◆ **EXERCISE INSTRUCTIONS**:
A faithful copy of all the entries is required, with no pictures in it.

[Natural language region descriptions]
################
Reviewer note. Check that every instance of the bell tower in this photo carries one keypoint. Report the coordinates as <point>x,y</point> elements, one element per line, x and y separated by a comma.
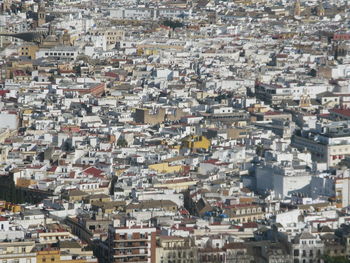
<point>41,13</point>
<point>6,5</point>
<point>297,8</point>
<point>320,10</point>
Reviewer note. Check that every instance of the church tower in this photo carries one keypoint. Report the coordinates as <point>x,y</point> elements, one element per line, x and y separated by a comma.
<point>320,10</point>
<point>297,8</point>
<point>41,13</point>
<point>6,5</point>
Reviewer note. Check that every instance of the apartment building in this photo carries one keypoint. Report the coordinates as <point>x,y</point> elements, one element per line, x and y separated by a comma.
<point>129,242</point>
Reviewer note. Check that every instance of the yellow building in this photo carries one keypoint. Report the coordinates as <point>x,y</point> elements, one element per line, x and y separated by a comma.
<point>165,168</point>
<point>8,206</point>
<point>48,256</point>
<point>54,256</point>
<point>28,50</point>
<point>177,184</point>
<point>194,142</point>
<point>17,251</point>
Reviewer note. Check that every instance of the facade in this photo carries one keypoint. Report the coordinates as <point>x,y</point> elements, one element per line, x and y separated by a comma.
<point>132,243</point>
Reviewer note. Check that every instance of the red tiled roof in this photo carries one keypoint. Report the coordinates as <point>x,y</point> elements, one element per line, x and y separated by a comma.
<point>93,171</point>
<point>344,112</point>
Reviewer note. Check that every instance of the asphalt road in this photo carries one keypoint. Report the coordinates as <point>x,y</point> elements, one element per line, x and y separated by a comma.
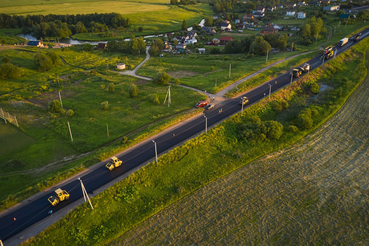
<point>23,217</point>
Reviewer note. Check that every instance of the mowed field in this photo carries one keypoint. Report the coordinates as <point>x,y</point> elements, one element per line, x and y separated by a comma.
<point>20,7</point>
<point>314,192</point>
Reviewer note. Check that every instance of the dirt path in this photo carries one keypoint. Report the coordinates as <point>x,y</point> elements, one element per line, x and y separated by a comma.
<point>314,192</point>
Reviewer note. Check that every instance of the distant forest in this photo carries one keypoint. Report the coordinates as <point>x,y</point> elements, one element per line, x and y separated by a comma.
<point>62,26</point>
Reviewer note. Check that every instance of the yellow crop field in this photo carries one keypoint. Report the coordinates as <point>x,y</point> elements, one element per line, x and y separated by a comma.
<point>82,7</point>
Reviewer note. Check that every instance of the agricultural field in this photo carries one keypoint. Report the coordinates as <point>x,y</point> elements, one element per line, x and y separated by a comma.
<point>313,192</point>
<point>276,203</point>
<point>83,81</point>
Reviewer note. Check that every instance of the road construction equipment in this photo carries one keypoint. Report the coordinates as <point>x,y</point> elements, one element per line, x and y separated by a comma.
<point>61,195</point>
<point>115,162</point>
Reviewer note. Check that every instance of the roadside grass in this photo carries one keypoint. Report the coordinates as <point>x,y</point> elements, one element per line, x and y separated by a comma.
<point>197,69</point>
<point>269,74</point>
<point>313,192</point>
<point>207,158</point>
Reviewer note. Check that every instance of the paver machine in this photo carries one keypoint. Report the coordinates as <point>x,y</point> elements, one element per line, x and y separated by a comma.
<point>113,163</point>
<point>61,195</point>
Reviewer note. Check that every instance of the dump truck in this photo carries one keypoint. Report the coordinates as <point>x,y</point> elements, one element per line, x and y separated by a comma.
<point>115,162</point>
<point>356,37</point>
<point>296,72</point>
<point>343,41</point>
<point>244,100</point>
<point>61,195</point>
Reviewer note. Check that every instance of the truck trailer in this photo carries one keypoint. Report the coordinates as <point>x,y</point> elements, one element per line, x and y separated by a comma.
<point>343,41</point>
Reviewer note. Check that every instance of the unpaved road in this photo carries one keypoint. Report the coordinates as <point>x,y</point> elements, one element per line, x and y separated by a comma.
<point>314,192</point>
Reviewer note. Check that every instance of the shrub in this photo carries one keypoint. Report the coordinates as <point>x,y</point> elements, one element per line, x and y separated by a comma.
<point>70,112</point>
<point>155,98</point>
<point>124,140</point>
<point>133,90</point>
<point>111,87</point>
<point>292,128</point>
<point>162,78</point>
<point>105,105</point>
<point>54,106</point>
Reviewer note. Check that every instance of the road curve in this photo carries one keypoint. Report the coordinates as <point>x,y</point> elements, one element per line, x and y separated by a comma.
<point>20,218</point>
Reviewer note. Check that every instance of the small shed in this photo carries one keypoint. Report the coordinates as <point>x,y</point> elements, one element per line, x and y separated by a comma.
<point>101,46</point>
<point>201,50</point>
<point>121,66</point>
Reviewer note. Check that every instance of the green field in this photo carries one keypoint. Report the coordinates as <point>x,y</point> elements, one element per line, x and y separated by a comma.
<point>274,200</point>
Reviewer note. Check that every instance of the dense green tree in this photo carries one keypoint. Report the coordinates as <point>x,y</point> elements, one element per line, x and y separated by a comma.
################
◆ **RESULT FOR THIS EXERCISE**:
Reviewer note. Check that every instance of the bell tower in this photo carries one keypoint. Report the coordinates as <point>x,y</point> elements, one element per line, x and y separated by a comma.
<point>41,13</point>
<point>6,5</point>
<point>297,8</point>
<point>320,10</point>
Reviewer note. Check that every instance of the church tower in this photo carries one keypoint. Report the coordinates as <point>x,y</point> elements, one element per line, x and y separated by a comma.
<point>320,10</point>
<point>297,8</point>
<point>41,13</point>
<point>6,5</point>
Reviewer note. Check that every instance of the apartment building in this photo carries one keypoint. Report the coordinates as <point>x,y</point> elements, one element per line, x and y separated by a comma.
<point>129,242</point>
Reviewer note. Check that every instance of the yellow building in this photo carries one keypoint. Report the coordinates as <point>x,y</point> elements, one element per line, x and y separated by a comma.
<point>165,168</point>
<point>8,206</point>
<point>48,256</point>
<point>54,256</point>
<point>28,50</point>
<point>177,184</point>
<point>194,142</point>
<point>17,251</point>
Reviewer note. Check that every instance of the facade in this photo carries one keypoint. Report the coordinates as <point>x,y</point> elements, one element per line, x and y separated by a comma.
<point>132,243</point>
Reviewer note. Check that every instance of the red tiled roof in this photo carries one keypoint. Report the coordinates as <point>x,y</point> elements, one element per line, x and y separated by a comma.
<point>93,171</point>
<point>344,112</point>
Reviewer note. Check that every instance of the asphalt road in this photo carries one keypoint. Report the coordinates as <point>x,y</point> elements, one element per line, x and y separated by a comma.
<point>23,217</point>
Reviewer note. Check that every instance of the mowed field in this photo carries one keypoint. Report the coordinates as <point>x,y</point> elements, one element per line, x and y separated by a comma.
<point>20,7</point>
<point>314,192</point>
Reviewer note. Check that every instance of the dirt path in this photo carries one keypoint. Report the coordinates as <point>x,y</point> elements, one element per line, x and y separated by a comma.
<point>314,192</point>
Reviewer note. Check that every instance of the distant forest in this photo carries one keypoint. Report the coordinates as <point>x,y</point> elements, one element per line, x and y separated by a comma.
<point>62,26</point>
Reviewer note. Check that every instance of the yellow crop field in this photo carries one keypoint. Report the coordinates as <point>x,y</point> elements, one element per line, x and y separated by a comma.
<point>82,7</point>
Reviewer note. Check that every instance of the agricultural field in this photo carries one keypoint. Report the coordinates as <point>x,y</point> elements, one element per line, x and y separated by a comma.
<point>313,192</point>
<point>276,203</point>
<point>83,81</point>
Reviewer note. Check that every instance of the road construction equipment in this photo carries one keypoint. Report the coordinates as <point>x,y</point> elements, one element per line, x and y separated by a comma.
<point>61,195</point>
<point>115,162</point>
Reviewer note. Check that every instance of the roadside grass in this photo carries one keypoint. Report the coordinates as <point>x,y</point> elements, one element per line, x and y separated by a comma.
<point>197,69</point>
<point>269,74</point>
<point>313,192</point>
<point>207,158</point>
Reviewer note. Check that every instance of the paver machine in this photo carries one keypoint. Report the coordinates as <point>x,y</point> elements, one element per line, x and y separated by a comma.
<point>113,163</point>
<point>61,195</point>
Reviewer note. Check that every instance of the dump truck in this photo carries one keypoint. Report the coordinates as <point>x,y</point> elements, one element per line, x and y separated by a comma.
<point>115,162</point>
<point>356,37</point>
<point>296,72</point>
<point>343,41</point>
<point>244,100</point>
<point>61,195</point>
Reviewer note. Check that every instance of the truck trailer in this photo carries one keypoint. Report the coordinates as <point>x,y</point> elements, one element per line, x and y separated by a comma.
<point>343,41</point>
Reviewer note. Check that every instance of the unpaved road in this photo carries one keypoint. Report the coordinates as <point>x,y</point> elements, one element per line, x and y separated by a comma.
<point>314,192</point>
Reviewer note. Check that every instance of the shrub in this photo carries one keypoint. Report the coordinates as <point>x,y</point> elements, one element per line, x and y separated by a comma.
<point>70,112</point>
<point>155,98</point>
<point>124,140</point>
<point>133,90</point>
<point>111,87</point>
<point>292,128</point>
<point>162,78</point>
<point>105,105</point>
<point>54,106</point>
Reviewer note. Check that every instance of the road curve in this photo carries one keypoint. Report the coordinates as <point>x,y</point> elements, one element per line, x and y separated by a comma.
<point>20,218</point>
Reviewer note. Check that every instance of the small shed in this photo carries one keypoint. Report the coordinates as <point>x,y</point> elements, one element per line, x and y separated by a comma.
<point>101,46</point>
<point>201,50</point>
<point>121,66</point>
Reviewer note. Check that every instance of the green field in this photo carries one keypoint. Report the coordinates as <point>x,y</point> elements, one element per line, x and y separated by a comma.
<point>274,200</point>
Reviewer note. Check that every instance of the dense green tree in this photo carries one keypoint. Report the coordinates as <point>x,y</point> elements, one element per line, x and y separated by a comma.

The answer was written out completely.